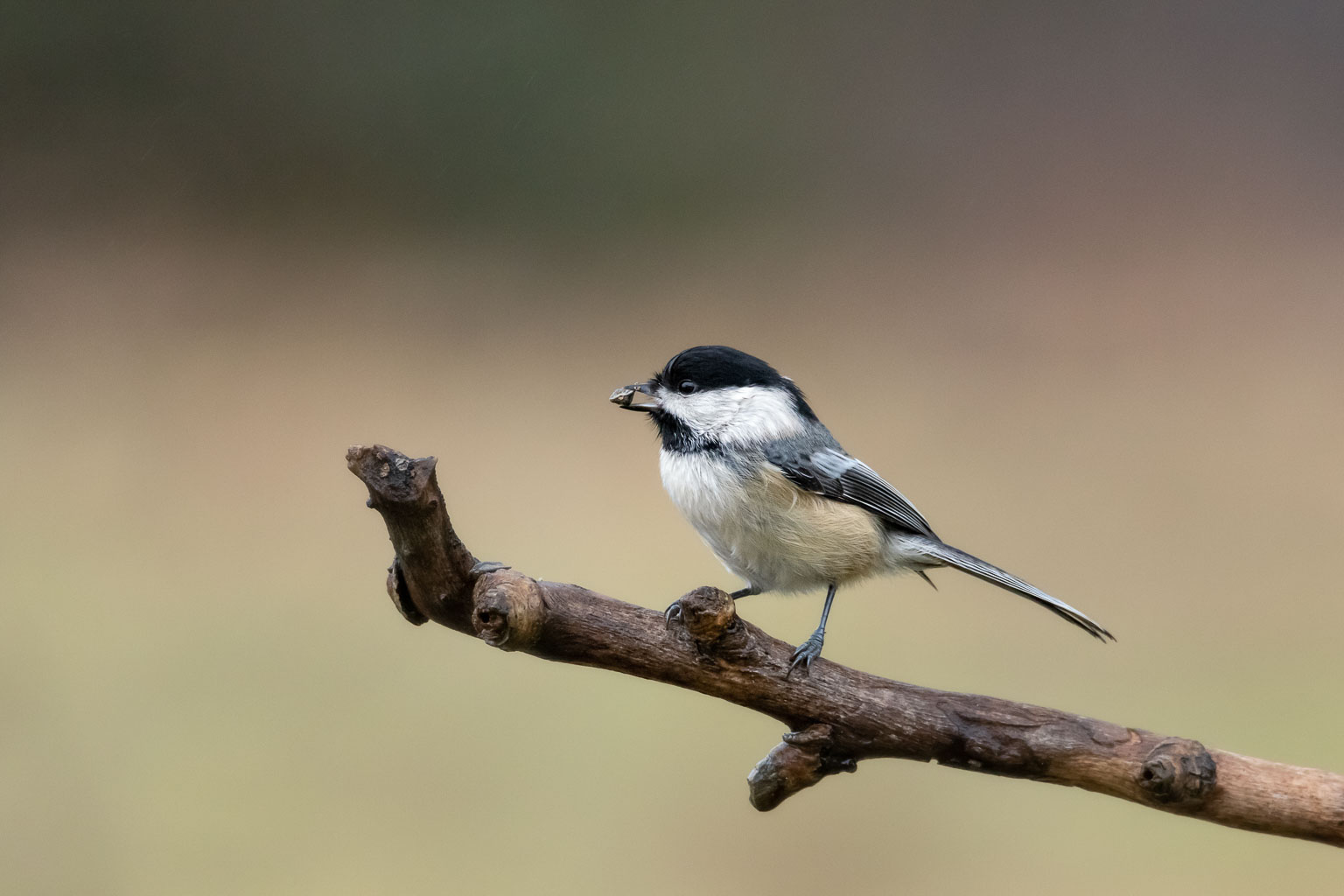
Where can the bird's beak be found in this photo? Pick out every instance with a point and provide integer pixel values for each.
(624, 396)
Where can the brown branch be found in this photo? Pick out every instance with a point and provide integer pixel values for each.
(836, 715)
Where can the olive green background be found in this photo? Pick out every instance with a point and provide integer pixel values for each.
(1070, 278)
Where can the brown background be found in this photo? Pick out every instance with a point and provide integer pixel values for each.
(1070, 278)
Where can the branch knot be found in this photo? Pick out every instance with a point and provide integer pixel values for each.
(800, 760)
(1179, 773)
(507, 610)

==================================================

AIM OF THE EXERCISE: Return every entry above exactly as written, with no pictures included.

COMPLETED TASK:
Where can the bird's beak be found in this photo? Pick out every instance with a point and provide integer pixel values for each.
(624, 396)
Where can the brown branch be found in this photo? Pick out every instance with a point and provide integer pixel values for each.
(836, 715)
Where can the olive green background be found in this photo? Pick out every instance with a point and provide integer pixel values for each.
(1070, 278)
Where can the brown background be found in this photo? Pick out every instance with a point and provide integer pixel values for each.
(1070, 278)
Where can the branch knot be found in this photo? Pick out every instance with a point and provide integer pixel values for each.
(800, 760)
(1179, 773)
(507, 610)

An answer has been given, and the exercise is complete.